## Written problem
Reproduce the records starting with the line that contains "Would you be able to indicate the jeans" and going on through the end of the records, keeping every request line unchanged. Scale each coordinate in the answers by 0.8, rounding to the nearest whole number with halves rounded up.

*** Data provided ***

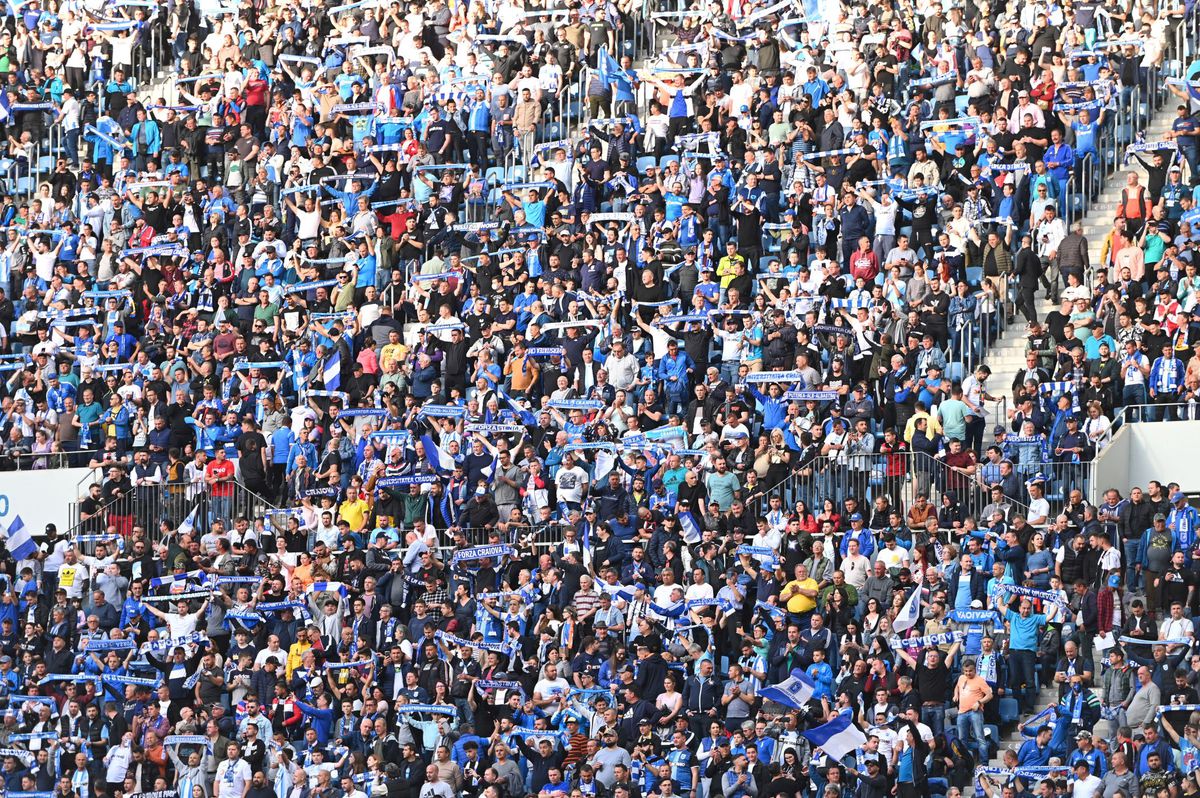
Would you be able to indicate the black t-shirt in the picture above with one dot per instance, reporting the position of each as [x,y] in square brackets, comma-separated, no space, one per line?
[250,448]
[1176,583]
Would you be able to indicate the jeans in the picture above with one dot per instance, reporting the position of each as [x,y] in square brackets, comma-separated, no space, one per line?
[970,725]
[1162,413]
[1132,552]
[220,507]
[1023,677]
[935,718]
[1133,395]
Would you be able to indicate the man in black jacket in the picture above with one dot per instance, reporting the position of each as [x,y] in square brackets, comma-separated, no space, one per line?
[701,699]
[409,777]
[1027,268]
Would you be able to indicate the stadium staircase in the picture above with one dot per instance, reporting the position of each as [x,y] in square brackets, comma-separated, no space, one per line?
[1007,355]
[1011,735]
[1007,358]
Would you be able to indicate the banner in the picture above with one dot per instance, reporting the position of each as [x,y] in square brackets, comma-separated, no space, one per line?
[972,616]
[577,405]
[499,648]
[501,684]
[179,597]
[121,645]
[145,682]
[480,552]
[501,429]
[185,739]
[1032,593]
[169,643]
[765,555]
[775,377]
[810,396]
[928,640]
[443,411]
[405,481]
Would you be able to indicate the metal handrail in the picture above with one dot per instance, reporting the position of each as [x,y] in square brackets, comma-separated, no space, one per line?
[28,461]
[171,503]
[1135,413]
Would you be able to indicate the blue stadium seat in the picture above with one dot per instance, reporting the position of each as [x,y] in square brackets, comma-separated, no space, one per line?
[1009,711]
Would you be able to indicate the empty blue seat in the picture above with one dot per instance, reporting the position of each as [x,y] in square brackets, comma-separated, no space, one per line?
[1009,711]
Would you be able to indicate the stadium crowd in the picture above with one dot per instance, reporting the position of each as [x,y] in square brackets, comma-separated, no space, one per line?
[443,363]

***

## Correct result
Would you be able to indicate the jeans in the picture above with one dot per instance, reporting the position of each as [x,y] in square brackets, comma-separated, no space, one per line?
[776,580]
[930,330]
[906,442]
[176,406]
[818,542]
[748,574]
[906,316]
Would you be able to indicate the man in black jacket in the picture above with one dot per instance, reporting the position of each as [x,y] in square brackets, comma-separated, no space, one per line?
[561,559]
[327,622]
[822,214]
Would you be able to indicate the stadium staircase in the picture above with one dot per instance, reporting the position of each as [x,y] in square brackets, comma-separated, no space, one per line?
[806,284]
[809,588]
[806,286]
Would you be able to indicate the banner in the picture above with one dot per instance, reporting the position of each as [x,y] in square brackets, comma-separated, no space, one per line?
[778,493]
[462,324]
[399,518]
[401,547]
[143,478]
[97,516]
[116,546]
[384,442]
[401,343]
[148,591]
[826,474]
[135,514]
[612,444]
[620,302]
[648,317]
[742,512]
[354,329]
[324,385]
Would you be able to indicate the metal handrail in the picture above with one dot per instance, reporting the position of each as [x,y] in square brackets, comma-separated, no space, one per line?
[22,369]
[137,402]
[908,330]
Would you be able to indicate the blue stadium seat in the picture above with one dot per instance, reporting the position of each as [x,y] in square brackets, comma-separated, no space, one per line?
[807,569]
Would you be able to indicate the empty blue seat in the picture above with one dot per instance, reporting the position of each as [x,y] in square brackets, comma-separated, no space, one per line?
[807,569]
Would you be able to indicate the stadium crowd in the picture above with one dot per instance, reporting the position of each as [x,y] in square brackets, comma-separated, no space, one per line?
[354,290]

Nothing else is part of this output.